[Stored records]
.....

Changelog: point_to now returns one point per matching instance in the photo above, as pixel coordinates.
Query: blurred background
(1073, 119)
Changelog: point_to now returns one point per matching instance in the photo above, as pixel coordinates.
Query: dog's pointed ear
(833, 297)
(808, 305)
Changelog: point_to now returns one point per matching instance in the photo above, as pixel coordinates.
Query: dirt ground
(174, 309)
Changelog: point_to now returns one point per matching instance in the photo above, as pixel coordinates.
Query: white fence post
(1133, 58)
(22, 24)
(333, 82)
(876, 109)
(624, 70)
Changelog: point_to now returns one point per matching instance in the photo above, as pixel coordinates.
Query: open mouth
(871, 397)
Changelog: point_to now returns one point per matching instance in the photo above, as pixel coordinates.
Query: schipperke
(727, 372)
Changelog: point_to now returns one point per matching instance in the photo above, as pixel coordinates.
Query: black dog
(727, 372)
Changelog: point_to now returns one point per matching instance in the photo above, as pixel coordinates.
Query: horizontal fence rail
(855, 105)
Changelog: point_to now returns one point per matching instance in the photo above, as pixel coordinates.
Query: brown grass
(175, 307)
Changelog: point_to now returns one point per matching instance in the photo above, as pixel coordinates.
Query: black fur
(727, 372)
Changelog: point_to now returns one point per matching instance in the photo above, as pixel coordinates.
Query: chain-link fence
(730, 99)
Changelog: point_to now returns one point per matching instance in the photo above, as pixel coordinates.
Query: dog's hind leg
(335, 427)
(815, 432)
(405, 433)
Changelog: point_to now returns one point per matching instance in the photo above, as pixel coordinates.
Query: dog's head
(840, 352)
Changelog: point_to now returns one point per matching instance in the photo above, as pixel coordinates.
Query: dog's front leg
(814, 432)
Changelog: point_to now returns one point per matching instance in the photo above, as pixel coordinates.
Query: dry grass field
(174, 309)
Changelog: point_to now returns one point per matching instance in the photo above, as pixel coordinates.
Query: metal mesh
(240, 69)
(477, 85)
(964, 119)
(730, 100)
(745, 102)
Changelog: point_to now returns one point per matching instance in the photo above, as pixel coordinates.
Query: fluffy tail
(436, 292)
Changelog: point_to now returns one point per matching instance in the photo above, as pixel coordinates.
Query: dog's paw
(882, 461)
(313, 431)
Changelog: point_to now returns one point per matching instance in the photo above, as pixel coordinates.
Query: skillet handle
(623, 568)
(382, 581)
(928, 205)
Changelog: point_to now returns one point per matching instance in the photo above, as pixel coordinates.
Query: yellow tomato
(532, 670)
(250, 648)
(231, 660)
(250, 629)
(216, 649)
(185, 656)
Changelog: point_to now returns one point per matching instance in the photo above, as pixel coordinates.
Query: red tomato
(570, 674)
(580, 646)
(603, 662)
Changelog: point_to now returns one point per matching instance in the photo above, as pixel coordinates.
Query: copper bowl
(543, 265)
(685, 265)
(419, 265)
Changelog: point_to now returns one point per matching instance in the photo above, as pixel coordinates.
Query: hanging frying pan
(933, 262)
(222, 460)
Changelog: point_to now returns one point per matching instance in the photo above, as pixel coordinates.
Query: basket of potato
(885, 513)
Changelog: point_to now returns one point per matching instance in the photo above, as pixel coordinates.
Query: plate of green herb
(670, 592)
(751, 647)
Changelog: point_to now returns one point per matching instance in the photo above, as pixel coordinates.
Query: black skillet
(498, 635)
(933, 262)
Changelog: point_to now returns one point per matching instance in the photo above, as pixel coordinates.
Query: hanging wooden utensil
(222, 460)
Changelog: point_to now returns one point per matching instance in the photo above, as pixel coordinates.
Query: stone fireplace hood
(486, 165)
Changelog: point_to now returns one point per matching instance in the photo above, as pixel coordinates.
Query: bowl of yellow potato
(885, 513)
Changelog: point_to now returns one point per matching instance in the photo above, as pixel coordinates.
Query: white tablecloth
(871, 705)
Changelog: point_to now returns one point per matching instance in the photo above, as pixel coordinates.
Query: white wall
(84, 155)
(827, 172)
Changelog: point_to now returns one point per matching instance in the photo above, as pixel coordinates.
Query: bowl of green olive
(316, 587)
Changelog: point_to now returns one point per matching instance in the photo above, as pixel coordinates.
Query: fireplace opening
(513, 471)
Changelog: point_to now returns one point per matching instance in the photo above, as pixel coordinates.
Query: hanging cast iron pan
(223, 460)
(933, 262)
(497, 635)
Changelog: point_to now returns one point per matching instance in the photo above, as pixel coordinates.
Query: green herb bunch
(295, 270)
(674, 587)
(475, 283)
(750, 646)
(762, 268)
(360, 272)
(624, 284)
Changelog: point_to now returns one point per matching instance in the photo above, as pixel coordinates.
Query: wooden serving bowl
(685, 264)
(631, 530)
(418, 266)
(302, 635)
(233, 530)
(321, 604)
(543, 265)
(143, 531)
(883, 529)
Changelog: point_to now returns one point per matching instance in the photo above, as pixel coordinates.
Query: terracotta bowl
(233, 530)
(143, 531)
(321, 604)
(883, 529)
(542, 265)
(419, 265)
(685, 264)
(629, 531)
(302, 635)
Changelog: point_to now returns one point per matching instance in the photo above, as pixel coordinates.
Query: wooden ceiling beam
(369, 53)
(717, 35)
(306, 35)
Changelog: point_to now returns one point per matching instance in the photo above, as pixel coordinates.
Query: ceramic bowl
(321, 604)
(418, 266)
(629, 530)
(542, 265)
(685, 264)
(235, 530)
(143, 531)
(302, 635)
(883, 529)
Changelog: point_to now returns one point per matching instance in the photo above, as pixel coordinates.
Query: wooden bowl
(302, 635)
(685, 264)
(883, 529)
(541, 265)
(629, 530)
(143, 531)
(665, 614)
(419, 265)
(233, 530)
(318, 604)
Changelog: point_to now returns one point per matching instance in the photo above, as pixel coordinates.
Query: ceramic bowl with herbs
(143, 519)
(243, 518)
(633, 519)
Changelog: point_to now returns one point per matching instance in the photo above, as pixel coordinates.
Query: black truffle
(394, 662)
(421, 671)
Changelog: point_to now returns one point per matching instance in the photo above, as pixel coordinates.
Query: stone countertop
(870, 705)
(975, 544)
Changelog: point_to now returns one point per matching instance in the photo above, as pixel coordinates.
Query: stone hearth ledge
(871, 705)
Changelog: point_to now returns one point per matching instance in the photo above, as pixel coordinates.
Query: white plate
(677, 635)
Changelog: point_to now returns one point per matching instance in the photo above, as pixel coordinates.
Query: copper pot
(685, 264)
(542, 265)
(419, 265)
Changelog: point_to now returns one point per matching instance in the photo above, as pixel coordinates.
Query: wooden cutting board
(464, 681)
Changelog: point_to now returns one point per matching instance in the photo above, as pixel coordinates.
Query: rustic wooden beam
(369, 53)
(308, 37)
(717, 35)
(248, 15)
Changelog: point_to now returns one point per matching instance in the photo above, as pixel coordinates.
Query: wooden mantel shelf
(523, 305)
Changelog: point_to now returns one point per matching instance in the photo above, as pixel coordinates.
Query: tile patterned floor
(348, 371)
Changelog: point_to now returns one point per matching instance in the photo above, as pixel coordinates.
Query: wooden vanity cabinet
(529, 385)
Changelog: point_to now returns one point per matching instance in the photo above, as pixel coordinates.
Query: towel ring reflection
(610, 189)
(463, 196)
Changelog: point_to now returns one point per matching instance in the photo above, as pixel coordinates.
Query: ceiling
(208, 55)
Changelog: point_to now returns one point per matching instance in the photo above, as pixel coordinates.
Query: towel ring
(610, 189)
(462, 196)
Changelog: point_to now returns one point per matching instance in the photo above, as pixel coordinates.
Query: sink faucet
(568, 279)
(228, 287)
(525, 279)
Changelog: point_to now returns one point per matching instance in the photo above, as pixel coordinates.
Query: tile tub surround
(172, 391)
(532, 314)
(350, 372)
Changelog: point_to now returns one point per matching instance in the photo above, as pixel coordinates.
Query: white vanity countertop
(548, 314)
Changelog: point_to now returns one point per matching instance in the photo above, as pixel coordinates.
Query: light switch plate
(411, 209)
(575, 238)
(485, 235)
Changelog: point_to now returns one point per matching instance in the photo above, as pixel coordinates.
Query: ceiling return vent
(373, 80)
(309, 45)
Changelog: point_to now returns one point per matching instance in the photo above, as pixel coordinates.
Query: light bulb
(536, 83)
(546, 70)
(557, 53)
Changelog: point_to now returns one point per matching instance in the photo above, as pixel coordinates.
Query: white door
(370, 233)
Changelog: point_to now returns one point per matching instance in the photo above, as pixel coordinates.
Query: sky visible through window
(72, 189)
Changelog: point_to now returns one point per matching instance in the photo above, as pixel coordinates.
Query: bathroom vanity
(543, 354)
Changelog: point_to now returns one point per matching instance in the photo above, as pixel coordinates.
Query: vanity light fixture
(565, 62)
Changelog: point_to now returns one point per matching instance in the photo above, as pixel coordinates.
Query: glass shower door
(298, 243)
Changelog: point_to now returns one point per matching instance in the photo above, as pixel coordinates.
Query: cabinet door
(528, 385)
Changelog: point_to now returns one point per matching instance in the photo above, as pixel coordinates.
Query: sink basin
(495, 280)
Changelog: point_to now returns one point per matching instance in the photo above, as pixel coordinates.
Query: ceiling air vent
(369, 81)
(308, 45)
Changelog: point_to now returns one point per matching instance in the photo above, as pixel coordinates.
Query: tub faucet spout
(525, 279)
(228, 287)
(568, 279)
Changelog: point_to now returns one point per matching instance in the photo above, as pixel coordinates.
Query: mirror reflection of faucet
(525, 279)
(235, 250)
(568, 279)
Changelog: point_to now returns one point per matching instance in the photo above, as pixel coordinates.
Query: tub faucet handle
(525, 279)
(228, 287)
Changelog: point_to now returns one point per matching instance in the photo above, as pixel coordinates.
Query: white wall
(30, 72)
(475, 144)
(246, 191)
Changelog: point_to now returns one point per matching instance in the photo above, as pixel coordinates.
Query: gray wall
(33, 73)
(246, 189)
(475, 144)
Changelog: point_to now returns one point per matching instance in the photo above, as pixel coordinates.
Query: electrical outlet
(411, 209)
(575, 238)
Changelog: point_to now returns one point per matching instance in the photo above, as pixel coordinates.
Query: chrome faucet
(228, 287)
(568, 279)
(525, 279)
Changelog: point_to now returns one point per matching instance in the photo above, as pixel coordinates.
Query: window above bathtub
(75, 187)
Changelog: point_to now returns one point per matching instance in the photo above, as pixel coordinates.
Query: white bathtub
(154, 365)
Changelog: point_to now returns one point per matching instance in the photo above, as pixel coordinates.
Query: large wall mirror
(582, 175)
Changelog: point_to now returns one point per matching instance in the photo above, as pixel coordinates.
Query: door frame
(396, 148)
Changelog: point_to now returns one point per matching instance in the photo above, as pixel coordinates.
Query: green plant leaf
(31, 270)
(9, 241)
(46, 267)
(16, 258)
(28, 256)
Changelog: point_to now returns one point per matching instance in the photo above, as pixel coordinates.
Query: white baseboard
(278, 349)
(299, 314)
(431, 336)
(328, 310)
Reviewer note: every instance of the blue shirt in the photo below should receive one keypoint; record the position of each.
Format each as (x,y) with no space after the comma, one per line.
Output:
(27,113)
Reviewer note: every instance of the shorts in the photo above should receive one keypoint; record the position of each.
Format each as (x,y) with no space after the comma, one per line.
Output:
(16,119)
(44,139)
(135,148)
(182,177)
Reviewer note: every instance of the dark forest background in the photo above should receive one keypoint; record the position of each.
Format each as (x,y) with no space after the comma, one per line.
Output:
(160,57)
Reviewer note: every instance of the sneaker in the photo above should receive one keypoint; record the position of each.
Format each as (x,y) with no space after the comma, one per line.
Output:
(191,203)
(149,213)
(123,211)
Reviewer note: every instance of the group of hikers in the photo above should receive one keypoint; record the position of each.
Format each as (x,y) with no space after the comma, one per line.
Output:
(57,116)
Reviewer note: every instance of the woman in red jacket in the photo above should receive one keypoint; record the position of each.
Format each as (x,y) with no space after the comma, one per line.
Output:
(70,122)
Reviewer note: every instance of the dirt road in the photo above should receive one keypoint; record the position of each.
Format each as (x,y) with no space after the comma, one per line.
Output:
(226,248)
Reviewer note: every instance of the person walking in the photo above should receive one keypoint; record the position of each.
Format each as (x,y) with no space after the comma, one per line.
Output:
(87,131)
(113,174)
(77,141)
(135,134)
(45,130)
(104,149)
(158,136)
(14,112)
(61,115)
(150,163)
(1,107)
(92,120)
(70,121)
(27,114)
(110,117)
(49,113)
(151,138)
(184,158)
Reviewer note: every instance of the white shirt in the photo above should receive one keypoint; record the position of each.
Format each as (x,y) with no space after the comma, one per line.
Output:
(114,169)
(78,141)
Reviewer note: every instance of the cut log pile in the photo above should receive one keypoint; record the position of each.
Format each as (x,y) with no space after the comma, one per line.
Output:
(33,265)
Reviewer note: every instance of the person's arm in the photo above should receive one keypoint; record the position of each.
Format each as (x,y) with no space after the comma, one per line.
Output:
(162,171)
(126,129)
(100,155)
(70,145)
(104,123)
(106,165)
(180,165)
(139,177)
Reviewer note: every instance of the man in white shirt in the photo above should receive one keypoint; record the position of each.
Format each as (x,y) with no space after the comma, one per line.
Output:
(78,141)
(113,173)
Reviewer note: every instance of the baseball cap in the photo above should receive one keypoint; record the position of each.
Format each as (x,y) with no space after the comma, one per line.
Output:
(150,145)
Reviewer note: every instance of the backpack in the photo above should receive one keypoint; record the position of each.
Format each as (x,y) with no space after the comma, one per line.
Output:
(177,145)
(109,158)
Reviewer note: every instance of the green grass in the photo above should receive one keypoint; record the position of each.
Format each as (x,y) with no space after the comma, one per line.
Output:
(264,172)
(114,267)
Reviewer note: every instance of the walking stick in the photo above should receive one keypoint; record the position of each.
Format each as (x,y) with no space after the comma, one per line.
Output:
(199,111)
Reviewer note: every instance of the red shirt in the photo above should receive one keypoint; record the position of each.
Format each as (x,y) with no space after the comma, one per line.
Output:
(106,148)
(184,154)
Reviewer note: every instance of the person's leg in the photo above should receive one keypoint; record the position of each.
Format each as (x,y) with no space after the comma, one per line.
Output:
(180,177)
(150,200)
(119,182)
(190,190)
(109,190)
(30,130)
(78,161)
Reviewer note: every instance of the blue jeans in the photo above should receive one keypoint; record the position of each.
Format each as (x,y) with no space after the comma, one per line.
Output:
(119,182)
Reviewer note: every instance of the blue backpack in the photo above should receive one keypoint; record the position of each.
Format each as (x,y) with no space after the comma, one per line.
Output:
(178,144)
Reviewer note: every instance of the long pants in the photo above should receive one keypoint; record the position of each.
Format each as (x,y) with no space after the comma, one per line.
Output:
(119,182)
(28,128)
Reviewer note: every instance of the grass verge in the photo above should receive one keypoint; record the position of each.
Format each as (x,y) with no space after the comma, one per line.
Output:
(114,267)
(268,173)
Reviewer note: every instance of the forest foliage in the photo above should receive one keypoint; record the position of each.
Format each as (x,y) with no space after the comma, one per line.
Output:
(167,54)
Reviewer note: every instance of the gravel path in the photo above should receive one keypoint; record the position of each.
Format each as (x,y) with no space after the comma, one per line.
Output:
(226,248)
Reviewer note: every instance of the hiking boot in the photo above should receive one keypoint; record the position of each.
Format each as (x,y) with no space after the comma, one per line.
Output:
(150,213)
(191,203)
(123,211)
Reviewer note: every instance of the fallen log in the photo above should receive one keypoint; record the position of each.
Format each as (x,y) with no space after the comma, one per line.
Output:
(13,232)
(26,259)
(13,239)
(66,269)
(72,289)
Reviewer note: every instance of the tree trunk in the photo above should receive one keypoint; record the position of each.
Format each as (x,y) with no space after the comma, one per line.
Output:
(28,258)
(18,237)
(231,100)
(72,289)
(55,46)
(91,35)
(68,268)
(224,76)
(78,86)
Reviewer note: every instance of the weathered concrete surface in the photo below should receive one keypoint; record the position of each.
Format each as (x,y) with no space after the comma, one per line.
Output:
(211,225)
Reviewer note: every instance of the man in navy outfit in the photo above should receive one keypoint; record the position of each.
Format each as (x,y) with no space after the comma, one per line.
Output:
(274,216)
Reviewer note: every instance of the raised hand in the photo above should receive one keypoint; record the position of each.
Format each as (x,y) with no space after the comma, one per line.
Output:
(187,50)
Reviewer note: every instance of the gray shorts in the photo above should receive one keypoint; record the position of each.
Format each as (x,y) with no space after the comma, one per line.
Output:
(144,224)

.....

» **Task directions**: A single number is the whole answer: how many lines in the entries hold the word "walking".

» **Result of the exercise**: 2